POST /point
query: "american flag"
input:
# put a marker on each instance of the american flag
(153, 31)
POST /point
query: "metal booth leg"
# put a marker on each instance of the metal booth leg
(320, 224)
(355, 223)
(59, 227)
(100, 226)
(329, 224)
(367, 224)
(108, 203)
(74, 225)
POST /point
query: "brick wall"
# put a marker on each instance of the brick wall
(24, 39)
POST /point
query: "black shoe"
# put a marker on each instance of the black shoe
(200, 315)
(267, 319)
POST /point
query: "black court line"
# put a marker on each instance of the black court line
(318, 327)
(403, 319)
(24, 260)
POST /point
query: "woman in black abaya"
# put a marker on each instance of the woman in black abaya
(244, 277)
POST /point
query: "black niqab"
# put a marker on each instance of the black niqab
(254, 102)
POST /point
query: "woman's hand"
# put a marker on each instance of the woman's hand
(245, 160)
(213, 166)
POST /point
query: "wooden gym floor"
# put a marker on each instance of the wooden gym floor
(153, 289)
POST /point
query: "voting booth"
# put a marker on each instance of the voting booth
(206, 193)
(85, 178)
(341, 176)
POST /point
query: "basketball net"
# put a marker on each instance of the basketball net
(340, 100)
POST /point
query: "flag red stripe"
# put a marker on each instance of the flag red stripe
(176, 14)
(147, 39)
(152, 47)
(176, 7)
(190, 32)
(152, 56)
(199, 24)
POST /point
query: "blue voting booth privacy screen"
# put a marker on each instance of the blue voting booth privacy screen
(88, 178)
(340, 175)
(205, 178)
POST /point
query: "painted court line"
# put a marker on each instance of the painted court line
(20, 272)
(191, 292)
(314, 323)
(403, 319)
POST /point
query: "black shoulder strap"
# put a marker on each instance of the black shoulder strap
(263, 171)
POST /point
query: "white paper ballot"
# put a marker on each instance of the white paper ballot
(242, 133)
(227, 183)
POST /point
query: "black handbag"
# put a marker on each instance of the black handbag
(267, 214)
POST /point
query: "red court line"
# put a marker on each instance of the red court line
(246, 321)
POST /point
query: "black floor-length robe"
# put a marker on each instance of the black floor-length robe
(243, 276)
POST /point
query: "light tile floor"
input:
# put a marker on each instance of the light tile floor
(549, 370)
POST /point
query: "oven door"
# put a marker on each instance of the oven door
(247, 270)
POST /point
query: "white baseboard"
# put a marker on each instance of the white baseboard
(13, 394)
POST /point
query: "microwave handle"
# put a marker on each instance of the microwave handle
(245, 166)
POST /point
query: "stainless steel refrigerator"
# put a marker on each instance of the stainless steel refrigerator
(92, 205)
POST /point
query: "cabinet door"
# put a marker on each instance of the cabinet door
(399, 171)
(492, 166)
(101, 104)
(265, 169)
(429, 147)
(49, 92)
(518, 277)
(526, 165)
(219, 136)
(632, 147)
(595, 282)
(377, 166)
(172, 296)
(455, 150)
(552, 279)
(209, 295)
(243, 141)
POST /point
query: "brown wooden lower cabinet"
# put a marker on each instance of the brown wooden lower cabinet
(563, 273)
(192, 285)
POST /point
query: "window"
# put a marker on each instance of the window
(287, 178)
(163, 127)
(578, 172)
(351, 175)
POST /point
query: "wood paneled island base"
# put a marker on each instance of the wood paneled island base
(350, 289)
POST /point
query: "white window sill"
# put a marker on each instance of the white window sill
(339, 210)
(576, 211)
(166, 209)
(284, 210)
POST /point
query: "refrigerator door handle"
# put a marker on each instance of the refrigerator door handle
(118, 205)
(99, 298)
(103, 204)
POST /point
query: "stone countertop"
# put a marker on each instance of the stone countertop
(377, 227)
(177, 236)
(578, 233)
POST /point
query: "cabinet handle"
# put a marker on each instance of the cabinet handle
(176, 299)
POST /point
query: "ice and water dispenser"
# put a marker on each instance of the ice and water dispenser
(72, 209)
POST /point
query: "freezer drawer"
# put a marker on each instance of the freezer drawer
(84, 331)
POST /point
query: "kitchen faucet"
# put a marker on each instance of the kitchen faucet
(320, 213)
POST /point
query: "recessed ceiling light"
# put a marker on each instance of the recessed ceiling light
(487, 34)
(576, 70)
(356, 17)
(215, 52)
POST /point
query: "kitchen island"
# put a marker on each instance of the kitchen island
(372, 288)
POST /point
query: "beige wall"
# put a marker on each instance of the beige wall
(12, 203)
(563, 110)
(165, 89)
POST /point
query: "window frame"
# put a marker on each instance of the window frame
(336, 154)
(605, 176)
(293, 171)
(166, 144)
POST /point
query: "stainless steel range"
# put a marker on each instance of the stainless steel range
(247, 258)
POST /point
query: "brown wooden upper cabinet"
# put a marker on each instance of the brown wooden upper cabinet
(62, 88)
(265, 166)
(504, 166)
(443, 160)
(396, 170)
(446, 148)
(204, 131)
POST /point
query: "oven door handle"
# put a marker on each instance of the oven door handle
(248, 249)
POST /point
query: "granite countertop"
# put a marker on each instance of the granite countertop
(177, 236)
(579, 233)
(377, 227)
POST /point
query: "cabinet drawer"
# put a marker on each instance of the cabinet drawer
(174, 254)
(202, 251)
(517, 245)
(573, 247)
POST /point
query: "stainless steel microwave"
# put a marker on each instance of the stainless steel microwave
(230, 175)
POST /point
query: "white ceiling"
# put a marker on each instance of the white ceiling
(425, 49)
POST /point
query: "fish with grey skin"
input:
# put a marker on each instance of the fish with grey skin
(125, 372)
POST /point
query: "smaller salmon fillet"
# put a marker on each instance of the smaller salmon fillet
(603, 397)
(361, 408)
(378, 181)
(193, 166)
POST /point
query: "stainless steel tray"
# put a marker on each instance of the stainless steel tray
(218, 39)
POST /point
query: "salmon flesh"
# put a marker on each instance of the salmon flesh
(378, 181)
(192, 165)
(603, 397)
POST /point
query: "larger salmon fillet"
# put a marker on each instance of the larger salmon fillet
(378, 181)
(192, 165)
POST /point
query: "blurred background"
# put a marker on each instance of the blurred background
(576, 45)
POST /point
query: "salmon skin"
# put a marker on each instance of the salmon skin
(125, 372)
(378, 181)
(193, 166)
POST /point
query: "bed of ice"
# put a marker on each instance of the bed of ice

Required work ->
Go through the records and copy all of them exactly.

Written reply ->
POST /point
query: "american flag"
input:
# put a marker on each instance of the american flag
(153, 31)
POST /point
query: "metal booth leg"
# put a marker on each instance of the metal booth leg
(320, 224)
(355, 223)
(59, 227)
(100, 226)
(329, 224)
(367, 224)
(108, 203)
(74, 225)
POST /point
query: "brick wall"
# put a marker on each instance of the brick wall
(24, 39)
POST /point
query: "black shoe"
# put a marker on each instance of the black shoe
(200, 315)
(267, 319)
POST /point
query: "black court line"
# put a marker on each instance of the black court line
(318, 327)
(403, 319)
(24, 260)
POST /point
query: "woman in black abaya"
# put a marker on each instance of the woman in black abaya
(244, 277)
POST /point
query: "black niqab"
# put a marker on each instance of the black niqab
(254, 102)
POST /point
query: "woman's hand"
# put a marker on each instance of the woman's hand
(245, 160)
(213, 166)
POST /point
query: "wooden gym floor"
# put a marker on each instance of the wooden gym floor
(153, 289)
POST /point
query: "voting booth"
# put a marker on each instance of the voting booth
(206, 193)
(85, 178)
(341, 176)
POST /point
query: "basketball net"
# put a marker on each instance of the basketball net
(340, 100)
POST /point
query: "flag red stripe"
# put a marker on each instance of the flag red stripe
(176, 14)
(147, 39)
(152, 47)
(176, 7)
(190, 32)
(152, 56)
(199, 24)
POST /point
query: "blue voting booth privacy screen"
# put a marker on each instance of the blue voting booth privacy screen
(88, 178)
(340, 175)
(205, 178)
POST /point
query: "painted court line"
# put a marker on each instance of the painted court line
(20, 272)
(191, 292)
(314, 323)
(403, 319)
POST /point
query: "black shoulder strap"
# put a marker on each instance of the black shoulder strap
(263, 171)
POST /point
query: "white paper ballot"
# put a marker on each instance of the white paper ballot
(242, 133)
(227, 183)
POST /point
query: "black handbag"
# put a marker on each instance of the black handbag
(267, 214)
POST /point
query: "red court line"
# put a marker on each instance of the red court line
(246, 321)
POST /point
query: "black floor-length robe"
# put a marker on each instance of the black floor-length robe
(243, 276)
POST /point
query: "light tile floor"
input:
# put a marker on each instance of the light tile floor
(549, 370)
POST /point
query: "oven door"
# put a marker on each instance of the oven door
(247, 270)
POST /point
query: "white baseboard"
# put a marker on each instance of the white baseboard
(13, 394)
POST /point
query: "microwave handle"
# put a marker on each instance of the microwave handle
(245, 166)
POST /point
query: "stainless steel refrigerator"
# put a marker on each instance of the stainless steel refrigerator
(92, 205)
POST /point
query: "cabinet door"
# put a marker on each instance of the cabinet door
(399, 171)
(492, 166)
(101, 104)
(265, 169)
(429, 147)
(49, 92)
(518, 277)
(526, 165)
(219, 136)
(632, 147)
(595, 282)
(377, 166)
(172, 296)
(455, 150)
(552, 279)
(209, 295)
(243, 141)
POST /point
query: "brown wooden lower cabinet"
# put a marker on each instance of the brown wooden lower cabinet
(563, 273)
(192, 285)
POST /point
query: "window"
# put a marker on each instance of the window
(287, 178)
(163, 127)
(578, 172)
(351, 175)
POST /point
query: "wood paneled island base"
# put a marker on each instance of the wood paneled island base
(350, 289)
POST /point
query: "white window sill"
# put a marker on each instance of the white window sill
(339, 210)
(576, 211)
(166, 209)
(284, 210)
POST /point
query: "refrigerator door handle"
# put a marker on each instance of the refrigerator door handle
(118, 205)
(99, 298)
(103, 204)
POST /point
query: "stone countertop"
# put a marker on each instance of the stone countertop
(377, 227)
(177, 236)
(578, 233)
POST /point
query: "cabinet handle"
# put a marker on each instance of the cabinet handle
(176, 299)
POST /point
query: "ice and water dispenser"
# put a marker on each instance of the ice and water dispenser
(72, 209)
POST /point
query: "freezer drawer"
# put a marker on each instance of the freezer drawer
(84, 331)
POST /point
query: "kitchen faucet"
# put a marker on each instance of the kitchen faucet
(320, 213)
POST /point
query: "recessed ceiling light"
# put a marker on each instance of the recessed ceiling light
(487, 34)
(576, 70)
(356, 17)
(215, 52)
POST /point
query: "kitchen island"
# put a marker on each instance of the kitchen island
(372, 288)
POST /point
query: "beige wall"
# put a marker on each instance of the beige wall
(12, 203)
(563, 110)
(165, 89)
POST /point
query: "window frame"
# put a marker on each instance of the window frame
(336, 154)
(605, 176)
(293, 171)
(166, 144)
POST /point
query: "stainless steel range"
# put a marker on each instance of the stainless steel range
(247, 258)
POST /point
query: "brown wooden upper cabinet"
# put a marker on each instance of the brown wooden upper cabinet
(62, 88)
(265, 166)
(504, 166)
(443, 160)
(396, 170)
(446, 148)
(204, 131)
POST /point
query: "oven door handle"
# put a marker on each instance of the oven door handle
(248, 249)
POST /point
query: "granite countertop"
# put a marker on each instance of the granite countertop
(177, 236)
(579, 233)
(377, 227)
POST /point
query: "cabinet drawer"
# put a marker on each instance of the cabinet drawer
(174, 254)
(202, 251)
(517, 245)
(573, 247)
POST /point
query: "stainless steel microwave"
# put a marker on each instance of the stainless steel microwave
(230, 175)
POST /point
query: "white ceiling"
# put a marker on each instance of the white ceiling
(425, 49)
POST /point
query: "fish with grey skin"
input:
# put a marker on each instance of the fish with grey skin
(125, 372)
POST /point
query: "smaller salmon fillet"
# put a marker on each instance of the smaller salmon fillet
(603, 397)
(361, 408)
(378, 181)
(193, 166)
POST /point
query: "stainless steel tray"
# put a marker on each instance of the stainless steel tray
(218, 39)
POST /point
query: "salmon flesh"
# put a marker on each instance of the salmon flesh
(378, 181)
(192, 165)
(603, 397)
POST /point
query: "larger salmon fillet"
# put a marker on each instance of the larger salmon fillet
(378, 181)
(192, 165)
POST /point
query: "blurred background"
# put a marker on each instance of the blurred background
(576, 45)
POST /point
query: "salmon skin"
# put a marker on each instance of the salmon skin
(125, 372)
(378, 181)
(193, 166)
POST /point
query: "bed of ice"
# put a marker on each instance of the bed of ice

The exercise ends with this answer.